### REQUIRED WORK
Reproduce the entries shown below only from the line with "Target: concrete retaining wall" down to the line with "shaped like (16,265).", keeping both end lines and copying each one exactly.

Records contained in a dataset

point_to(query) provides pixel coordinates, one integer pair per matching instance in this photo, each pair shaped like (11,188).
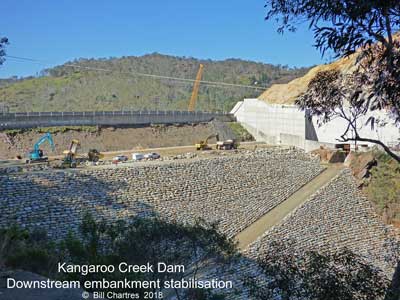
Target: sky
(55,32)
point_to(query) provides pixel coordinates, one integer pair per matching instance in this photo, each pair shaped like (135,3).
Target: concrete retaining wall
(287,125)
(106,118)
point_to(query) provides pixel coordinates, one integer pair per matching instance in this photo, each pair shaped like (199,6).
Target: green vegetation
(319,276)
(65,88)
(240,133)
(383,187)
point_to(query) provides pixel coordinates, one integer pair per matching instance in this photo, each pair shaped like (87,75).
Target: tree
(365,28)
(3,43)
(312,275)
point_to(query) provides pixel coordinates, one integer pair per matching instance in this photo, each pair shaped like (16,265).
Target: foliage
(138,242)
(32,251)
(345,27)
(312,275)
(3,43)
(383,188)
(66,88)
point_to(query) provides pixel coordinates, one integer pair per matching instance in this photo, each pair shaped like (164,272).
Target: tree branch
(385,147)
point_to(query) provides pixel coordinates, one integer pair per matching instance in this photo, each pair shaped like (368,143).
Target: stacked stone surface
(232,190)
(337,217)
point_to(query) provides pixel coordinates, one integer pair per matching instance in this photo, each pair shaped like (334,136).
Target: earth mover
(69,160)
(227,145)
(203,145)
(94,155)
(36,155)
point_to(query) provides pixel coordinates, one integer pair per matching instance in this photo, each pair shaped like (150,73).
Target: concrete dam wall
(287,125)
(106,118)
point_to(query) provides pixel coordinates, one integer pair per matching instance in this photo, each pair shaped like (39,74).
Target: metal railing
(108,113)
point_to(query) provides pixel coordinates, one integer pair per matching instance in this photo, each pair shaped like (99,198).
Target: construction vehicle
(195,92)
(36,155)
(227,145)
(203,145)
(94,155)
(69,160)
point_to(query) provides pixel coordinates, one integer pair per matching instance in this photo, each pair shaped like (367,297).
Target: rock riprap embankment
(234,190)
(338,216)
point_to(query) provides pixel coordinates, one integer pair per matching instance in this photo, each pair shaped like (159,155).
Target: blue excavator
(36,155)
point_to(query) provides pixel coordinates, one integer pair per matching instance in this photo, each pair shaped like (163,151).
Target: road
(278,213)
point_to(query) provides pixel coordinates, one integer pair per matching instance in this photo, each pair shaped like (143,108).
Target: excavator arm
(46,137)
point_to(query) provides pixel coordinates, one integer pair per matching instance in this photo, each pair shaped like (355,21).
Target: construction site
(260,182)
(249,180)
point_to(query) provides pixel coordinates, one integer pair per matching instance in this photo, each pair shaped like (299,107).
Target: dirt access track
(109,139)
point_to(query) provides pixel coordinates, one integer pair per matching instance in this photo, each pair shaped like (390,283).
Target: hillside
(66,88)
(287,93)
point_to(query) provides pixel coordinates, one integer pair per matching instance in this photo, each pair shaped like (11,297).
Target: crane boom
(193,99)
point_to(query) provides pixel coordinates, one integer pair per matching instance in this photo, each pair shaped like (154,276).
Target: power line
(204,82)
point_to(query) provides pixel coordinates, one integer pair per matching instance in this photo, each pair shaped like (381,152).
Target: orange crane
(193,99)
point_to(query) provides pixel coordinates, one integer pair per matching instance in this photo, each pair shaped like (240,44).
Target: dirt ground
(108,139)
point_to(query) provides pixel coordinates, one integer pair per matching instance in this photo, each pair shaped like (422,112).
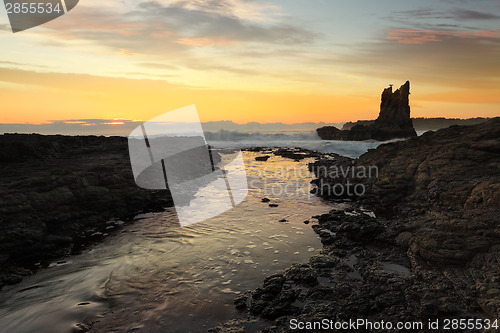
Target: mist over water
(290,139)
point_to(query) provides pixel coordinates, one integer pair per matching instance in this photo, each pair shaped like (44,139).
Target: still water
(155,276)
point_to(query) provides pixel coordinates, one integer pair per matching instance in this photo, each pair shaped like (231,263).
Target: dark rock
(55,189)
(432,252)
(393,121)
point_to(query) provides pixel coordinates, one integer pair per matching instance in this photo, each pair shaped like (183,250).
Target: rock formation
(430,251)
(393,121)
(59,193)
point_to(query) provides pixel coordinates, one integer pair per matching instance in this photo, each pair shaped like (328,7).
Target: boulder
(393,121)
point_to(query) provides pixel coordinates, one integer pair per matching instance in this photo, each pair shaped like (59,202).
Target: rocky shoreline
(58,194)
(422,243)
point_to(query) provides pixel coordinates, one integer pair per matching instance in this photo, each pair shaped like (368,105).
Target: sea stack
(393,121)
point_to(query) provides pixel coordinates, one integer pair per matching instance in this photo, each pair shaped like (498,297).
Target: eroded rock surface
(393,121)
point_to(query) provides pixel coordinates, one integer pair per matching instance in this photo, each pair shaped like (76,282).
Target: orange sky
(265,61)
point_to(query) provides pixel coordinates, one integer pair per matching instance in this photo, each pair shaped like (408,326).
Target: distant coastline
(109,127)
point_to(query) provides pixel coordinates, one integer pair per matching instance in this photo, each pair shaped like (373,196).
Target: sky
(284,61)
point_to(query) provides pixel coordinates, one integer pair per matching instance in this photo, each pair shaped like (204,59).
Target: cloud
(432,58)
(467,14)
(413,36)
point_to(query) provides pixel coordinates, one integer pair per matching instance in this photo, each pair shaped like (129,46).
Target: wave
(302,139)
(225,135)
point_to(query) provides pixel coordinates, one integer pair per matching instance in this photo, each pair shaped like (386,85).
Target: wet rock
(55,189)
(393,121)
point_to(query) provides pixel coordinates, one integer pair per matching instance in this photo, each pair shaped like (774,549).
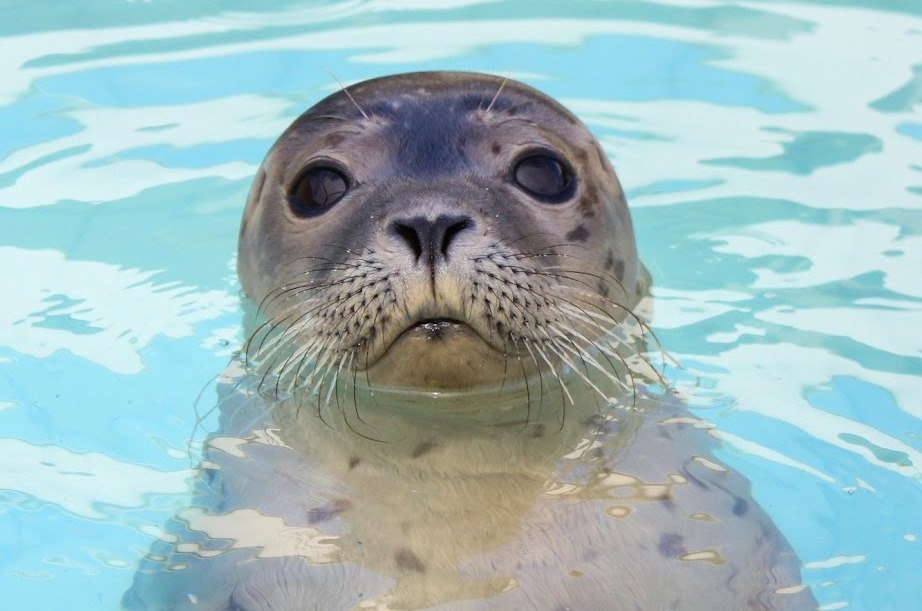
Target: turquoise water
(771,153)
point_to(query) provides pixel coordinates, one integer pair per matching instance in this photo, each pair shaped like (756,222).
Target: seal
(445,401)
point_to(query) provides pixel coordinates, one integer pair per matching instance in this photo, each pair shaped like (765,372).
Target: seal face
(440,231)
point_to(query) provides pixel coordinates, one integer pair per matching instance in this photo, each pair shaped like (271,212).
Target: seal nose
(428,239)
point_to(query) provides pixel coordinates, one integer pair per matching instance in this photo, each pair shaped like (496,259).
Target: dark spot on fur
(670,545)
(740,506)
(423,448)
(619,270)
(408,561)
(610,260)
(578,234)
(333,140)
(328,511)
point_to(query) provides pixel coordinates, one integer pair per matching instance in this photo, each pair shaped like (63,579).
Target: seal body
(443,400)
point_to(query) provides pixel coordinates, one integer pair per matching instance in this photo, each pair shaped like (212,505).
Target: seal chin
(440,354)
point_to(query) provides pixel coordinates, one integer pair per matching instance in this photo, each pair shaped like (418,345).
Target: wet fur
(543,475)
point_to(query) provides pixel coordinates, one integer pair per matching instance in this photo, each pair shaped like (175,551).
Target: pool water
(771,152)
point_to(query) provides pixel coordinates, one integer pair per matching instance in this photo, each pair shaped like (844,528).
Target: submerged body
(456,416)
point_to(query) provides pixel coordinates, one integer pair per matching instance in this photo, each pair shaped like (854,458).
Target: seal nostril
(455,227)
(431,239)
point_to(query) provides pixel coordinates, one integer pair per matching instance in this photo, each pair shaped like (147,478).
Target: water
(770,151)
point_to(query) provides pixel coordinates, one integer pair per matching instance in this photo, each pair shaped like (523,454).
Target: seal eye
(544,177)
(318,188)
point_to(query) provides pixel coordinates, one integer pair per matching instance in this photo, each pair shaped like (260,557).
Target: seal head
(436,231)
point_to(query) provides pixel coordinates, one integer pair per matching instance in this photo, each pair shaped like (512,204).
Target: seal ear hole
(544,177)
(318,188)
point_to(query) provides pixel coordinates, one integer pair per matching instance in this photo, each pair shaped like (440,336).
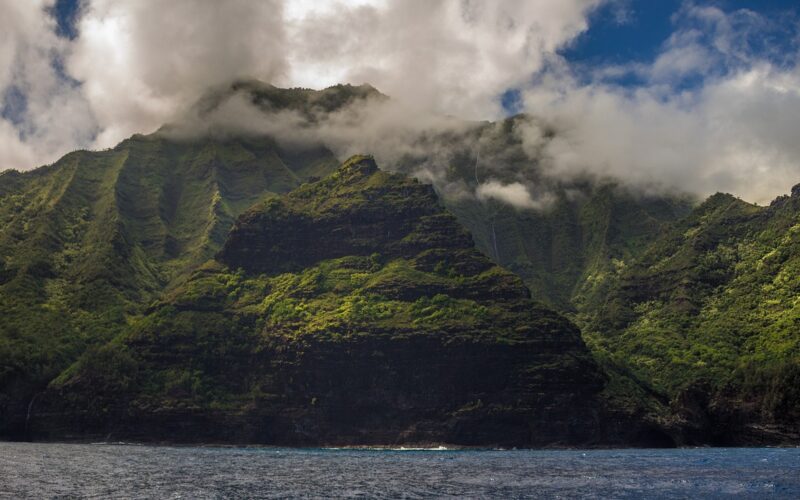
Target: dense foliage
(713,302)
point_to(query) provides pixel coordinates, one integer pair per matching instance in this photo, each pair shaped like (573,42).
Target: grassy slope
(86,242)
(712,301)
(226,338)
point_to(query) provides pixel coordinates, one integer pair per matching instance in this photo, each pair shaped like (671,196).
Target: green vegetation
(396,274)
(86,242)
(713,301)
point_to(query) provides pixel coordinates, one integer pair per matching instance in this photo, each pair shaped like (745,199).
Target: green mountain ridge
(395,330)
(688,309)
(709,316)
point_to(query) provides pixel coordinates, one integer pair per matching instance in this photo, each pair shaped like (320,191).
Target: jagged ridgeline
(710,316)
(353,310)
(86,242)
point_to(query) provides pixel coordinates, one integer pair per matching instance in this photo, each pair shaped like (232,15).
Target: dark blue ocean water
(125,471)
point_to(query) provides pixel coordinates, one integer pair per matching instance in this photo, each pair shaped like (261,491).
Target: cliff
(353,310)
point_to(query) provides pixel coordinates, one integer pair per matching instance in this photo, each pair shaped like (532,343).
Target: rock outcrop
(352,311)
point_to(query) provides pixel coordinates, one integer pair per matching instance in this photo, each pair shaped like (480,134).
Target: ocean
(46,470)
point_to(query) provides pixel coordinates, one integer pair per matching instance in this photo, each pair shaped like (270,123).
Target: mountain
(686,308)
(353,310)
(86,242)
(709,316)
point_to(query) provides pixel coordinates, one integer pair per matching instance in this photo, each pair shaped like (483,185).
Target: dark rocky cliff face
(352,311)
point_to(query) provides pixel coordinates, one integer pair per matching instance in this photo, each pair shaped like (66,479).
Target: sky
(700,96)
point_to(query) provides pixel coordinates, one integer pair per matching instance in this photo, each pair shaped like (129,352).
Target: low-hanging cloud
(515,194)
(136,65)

### SOLUTION TO THE EXERCISE
Target: concrete retaining wall
(287,125)
(106,118)
point_to(query) provides pixel coordinates, one integer pair per matching instance in this photo, each pair shaped like (199,6).
Target: green vegetation
(319,276)
(65,88)
(240,133)
(383,187)
point_to(query) provides pixel coordinates, one integer pair per matching instance in this photo, each pair shaped like (87,75).
Target: tree
(365,28)
(3,43)
(312,275)
point_to(query) provides pixel coordinates, one integer pair per matching instance in this photo, each pair shaped like (16,265).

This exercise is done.